>> BEGIN EXTRACTED RECORDS
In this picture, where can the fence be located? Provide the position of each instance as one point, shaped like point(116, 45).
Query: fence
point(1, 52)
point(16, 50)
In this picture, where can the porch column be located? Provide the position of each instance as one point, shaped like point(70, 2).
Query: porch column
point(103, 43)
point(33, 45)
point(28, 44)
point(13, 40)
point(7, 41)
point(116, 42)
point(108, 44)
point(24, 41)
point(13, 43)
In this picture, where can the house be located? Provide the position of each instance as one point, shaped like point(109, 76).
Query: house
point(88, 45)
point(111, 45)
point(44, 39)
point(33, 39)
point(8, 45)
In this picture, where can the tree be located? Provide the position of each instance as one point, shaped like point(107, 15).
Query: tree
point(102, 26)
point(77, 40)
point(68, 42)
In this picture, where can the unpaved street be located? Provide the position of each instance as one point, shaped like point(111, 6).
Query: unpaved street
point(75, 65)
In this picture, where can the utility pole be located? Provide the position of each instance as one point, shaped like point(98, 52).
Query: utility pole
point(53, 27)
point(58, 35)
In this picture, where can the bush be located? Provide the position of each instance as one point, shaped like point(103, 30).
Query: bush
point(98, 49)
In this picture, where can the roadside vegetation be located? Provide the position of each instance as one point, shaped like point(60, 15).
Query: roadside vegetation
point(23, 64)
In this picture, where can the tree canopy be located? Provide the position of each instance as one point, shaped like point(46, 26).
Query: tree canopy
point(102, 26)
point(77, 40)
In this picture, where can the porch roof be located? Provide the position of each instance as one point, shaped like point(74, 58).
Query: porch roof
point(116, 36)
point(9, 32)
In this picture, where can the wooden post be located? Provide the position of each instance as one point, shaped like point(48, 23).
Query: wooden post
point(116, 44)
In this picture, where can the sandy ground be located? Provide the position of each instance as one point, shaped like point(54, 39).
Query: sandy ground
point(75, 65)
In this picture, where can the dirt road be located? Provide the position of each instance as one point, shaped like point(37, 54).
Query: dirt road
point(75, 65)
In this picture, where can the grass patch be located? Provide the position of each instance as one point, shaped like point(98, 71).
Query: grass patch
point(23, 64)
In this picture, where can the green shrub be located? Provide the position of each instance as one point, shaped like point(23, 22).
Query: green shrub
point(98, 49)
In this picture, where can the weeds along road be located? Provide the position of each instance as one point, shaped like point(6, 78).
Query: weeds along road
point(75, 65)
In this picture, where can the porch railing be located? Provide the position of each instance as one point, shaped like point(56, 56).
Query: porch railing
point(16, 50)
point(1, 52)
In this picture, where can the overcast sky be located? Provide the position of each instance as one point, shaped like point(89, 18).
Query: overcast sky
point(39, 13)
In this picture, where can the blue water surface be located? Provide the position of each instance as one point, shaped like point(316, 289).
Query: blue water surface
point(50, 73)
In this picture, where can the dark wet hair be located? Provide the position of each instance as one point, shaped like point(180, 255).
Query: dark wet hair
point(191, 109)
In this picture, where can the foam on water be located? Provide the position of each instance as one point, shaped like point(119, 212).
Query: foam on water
>> END EXTRACTED RECORDS
Copy the lines above verbatim, from the first one through the last.

■ **RESULT**:
In this picture, where can the fence be located? Provide the position of each instance as one point, shaped like point(116, 45).
Query: fence
point(1, 52)
point(16, 50)
In this picture, where can the porch column be located? Provide the position of each instance as one point, shaped like point(70, 2).
Query: porch column
point(103, 43)
point(33, 45)
point(28, 44)
point(13, 40)
point(7, 41)
point(116, 42)
point(108, 44)
point(24, 41)
point(13, 43)
In this picture, where can the house be located? Provide the position of each instance as one point, shaped like point(109, 76).
Query: house
point(88, 45)
point(111, 45)
point(44, 39)
point(33, 39)
point(8, 45)
In this picture, where can the tree be located? Provide the position of each instance as one point, shaped like point(107, 15).
Query: tree
point(102, 26)
point(77, 40)
point(68, 42)
In this picture, where can the unpaved street be located? Provide the position of each instance as one point, shaped like point(111, 6).
Query: unpaved street
point(75, 65)
In this picture, where can the utility pole be located? Provide the position of each instance as one point, shaped like point(98, 52).
Query: utility pole
point(53, 27)
point(58, 35)
In this picture, where can the bush be located? Provide the position of each instance as one point, shaped like point(103, 30).
Query: bush
point(98, 49)
In this picture, where can the roadside vegetation be located? Provide the position of each instance as one point, shaped like point(60, 15).
Query: roadside vegetation
point(23, 64)
In this picture, where can the tree canopy be located? Provide the position of each instance as one point, shaped like point(46, 26).
Query: tree canopy
point(102, 26)
point(77, 40)
In this picture, where can the porch roof be located? Provide the position of each instance as one point, shaped like point(74, 58).
Query: porch roof
point(116, 36)
point(9, 32)
In this picture, where can the wooden post be located? Provide the position of each instance as one point, shaped like point(48, 23).
Query: wooden post
point(116, 44)
In this picture, where can the sandy ground be located? Provide the position of each instance as one point, shaped like point(54, 39).
Query: sandy ground
point(75, 65)
In this picture, where can the dirt road be located? Provide the position of each instance as one point, shaped like point(37, 54).
Query: dirt road
point(75, 65)
In this picture, where can the grass patch be located? Provide the position of each instance as one point, shaped like point(98, 71).
Query: grass patch
point(23, 64)
In this picture, where can the green shrub be located? Provide the position of each instance as one point, shaped like point(23, 22).
Query: green shrub
point(98, 49)
In this picture, where can the weeds along road be located? Provide the position of each instance as one point, shaped like point(6, 78).
Query: weeds along road
point(75, 65)
In this picture, where can the porch railing be located? Provide the position of each instance as one point, shaped like point(56, 56).
Query: porch railing
point(16, 50)
point(1, 52)
In this picture, where can the overcast sky be located? Provide the position of each instance as one point, shaped like point(89, 18).
Query: overcast sky
point(39, 13)
In this picture, where can the blue water surface be located? Provide the position of each instance as one point, shaped like point(316, 289).
Query: blue water surface
point(50, 73)
In this picture, where can the dark wet hair be located? Provide the position of each instance as one point, shaped like point(180, 255).
Query: dark wet hair
point(191, 109)
In this picture, where can the foam on water be located? Provide the position of each instance as one point, shaped like point(119, 212).
Query: foam on water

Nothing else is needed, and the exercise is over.